Rows of box annotation data
+ + +
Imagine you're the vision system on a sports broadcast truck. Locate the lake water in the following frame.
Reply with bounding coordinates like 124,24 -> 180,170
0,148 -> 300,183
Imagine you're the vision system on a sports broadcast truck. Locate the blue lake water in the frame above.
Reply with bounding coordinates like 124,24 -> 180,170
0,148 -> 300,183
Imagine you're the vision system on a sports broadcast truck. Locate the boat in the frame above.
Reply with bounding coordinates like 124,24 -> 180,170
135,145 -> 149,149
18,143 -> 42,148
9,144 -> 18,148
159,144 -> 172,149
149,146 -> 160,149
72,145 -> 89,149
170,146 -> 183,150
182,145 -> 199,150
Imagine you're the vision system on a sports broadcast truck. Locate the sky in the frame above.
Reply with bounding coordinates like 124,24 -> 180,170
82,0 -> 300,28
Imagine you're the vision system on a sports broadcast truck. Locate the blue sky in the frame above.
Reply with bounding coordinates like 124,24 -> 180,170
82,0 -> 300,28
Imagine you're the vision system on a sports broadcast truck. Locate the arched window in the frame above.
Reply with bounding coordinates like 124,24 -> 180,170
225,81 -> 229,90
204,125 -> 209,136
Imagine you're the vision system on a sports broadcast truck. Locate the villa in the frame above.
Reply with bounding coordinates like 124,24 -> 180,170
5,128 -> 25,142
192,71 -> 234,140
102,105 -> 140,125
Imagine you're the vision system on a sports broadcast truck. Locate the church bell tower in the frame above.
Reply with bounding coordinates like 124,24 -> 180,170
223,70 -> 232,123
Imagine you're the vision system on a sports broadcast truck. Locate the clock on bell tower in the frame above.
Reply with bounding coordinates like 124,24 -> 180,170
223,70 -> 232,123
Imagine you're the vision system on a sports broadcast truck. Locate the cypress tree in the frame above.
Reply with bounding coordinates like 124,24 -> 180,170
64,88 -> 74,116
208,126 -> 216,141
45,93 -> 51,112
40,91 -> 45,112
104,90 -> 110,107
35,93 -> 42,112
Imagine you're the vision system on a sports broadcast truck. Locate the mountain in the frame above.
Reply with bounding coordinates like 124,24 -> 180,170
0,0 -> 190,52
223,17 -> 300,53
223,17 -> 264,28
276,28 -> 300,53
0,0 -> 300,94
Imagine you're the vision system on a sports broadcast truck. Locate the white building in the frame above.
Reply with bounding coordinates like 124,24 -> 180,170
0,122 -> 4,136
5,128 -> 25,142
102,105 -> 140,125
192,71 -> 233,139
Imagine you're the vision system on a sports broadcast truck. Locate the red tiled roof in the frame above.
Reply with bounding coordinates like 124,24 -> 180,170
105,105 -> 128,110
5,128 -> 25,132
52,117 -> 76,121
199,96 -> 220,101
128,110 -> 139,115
+ + +
Copy out all of the records above again, line for line, changing nothing.

## Answer
Imagine you're the vision system on a sports broadcast truck. Locate the lake water in the following frame.
Reply with bounding coordinates like 124,24 -> 180,170
0,148 -> 300,183
Imagine you're the vision system on a sports broadcast truck. Locate the blue lake water in the frame above.
Reply with bounding coordinates like 124,24 -> 180,170
0,148 -> 300,183
Imagine you're the vision system on a sports broadcast truck. Locate the boat in the frame above.
Reply with bounding coordinates like 124,24 -> 180,170
135,145 -> 149,149
18,143 -> 42,148
9,144 -> 18,148
159,144 -> 172,149
149,146 -> 160,149
72,145 -> 89,149
170,146 -> 183,150
182,145 -> 199,150
Imagine you're the vision system on a sports broadcast truck. Locate the sky in the frame above.
Reply with bounding coordinates like 124,24 -> 180,170
82,0 -> 300,28
Imagine you're the vision system on a sports broadcast truck. Locate the blue sky in the frame above.
Reply with bounding coordinates like 124,24 -> 180,170
82,0 -> 300,28
Imagine you're the vision system on a sports broadcast truck. Locate the arched window in the frame above.
Reply with bounding coordinates like 124,24 -> 180,170
225,81 -> 229,90
204,125 -> 209,136
Imagine you're the vision system on a sports broadcast truck. Locate the villa in the frame above.
Reply with bounding coordinates like 124,24 -> 180,170
5,128 -> 25,142
192,71 -> 234,140
102,105 -> 140,125
Imagine you're the vision system on a sports broadcast truck. Locate the church bell tower in the frame above.
Reply with bounding coordinates like 124,24 -> 180,170
223,70 -> 232,123
Imagine you're the vision system on a sports broadcast truck. Locate the clock on bell tower in the frame above.
Reply with bounding coordinates like 124,24 -> 180,170
223,70 -> 232,123
Imagine you're the vision system on a sports broadcast truck. Locate the cypress tree in the frame above.
Reply with bounding coordinates like 124,24 -> 180,170
64,88 -> 74,116
208,126 -> 216,141
45,93 -> 51,112
40,91 -> 45,112
104,90 -> 110,107
35,93 -> 42,112
Imagine you're the vision system on a sports broadcast truck. Locate the mountain in the frame above.
Reply with bounding coordinates like 124,24 -> 180,170
0,0 -> 190,52
223,17 -> 300,53
223,17 -> 264,28
276,28 -> 300,53
0,0 -> 300,94
Imagine you're the vision system on a sports broadcast truck. Locate the white building in the frame above.
Reply with bounding coordinates like 124,24 -> 180,170
0,122 -> 4,136
5,128 -> 25,142
102,105 -> 140,125
192,71 -> 233,139
Imagine you're the vision system on a sports broadcast truck. Locate the red tiled roof in the frame above.
Reply with bounding coordinates like 124,24 -> 180,170
105,105 -> 128,110
5,128 -> 25,132
52,117 -> 76,121
199,96 -> 220,101
128,110 -> 139,115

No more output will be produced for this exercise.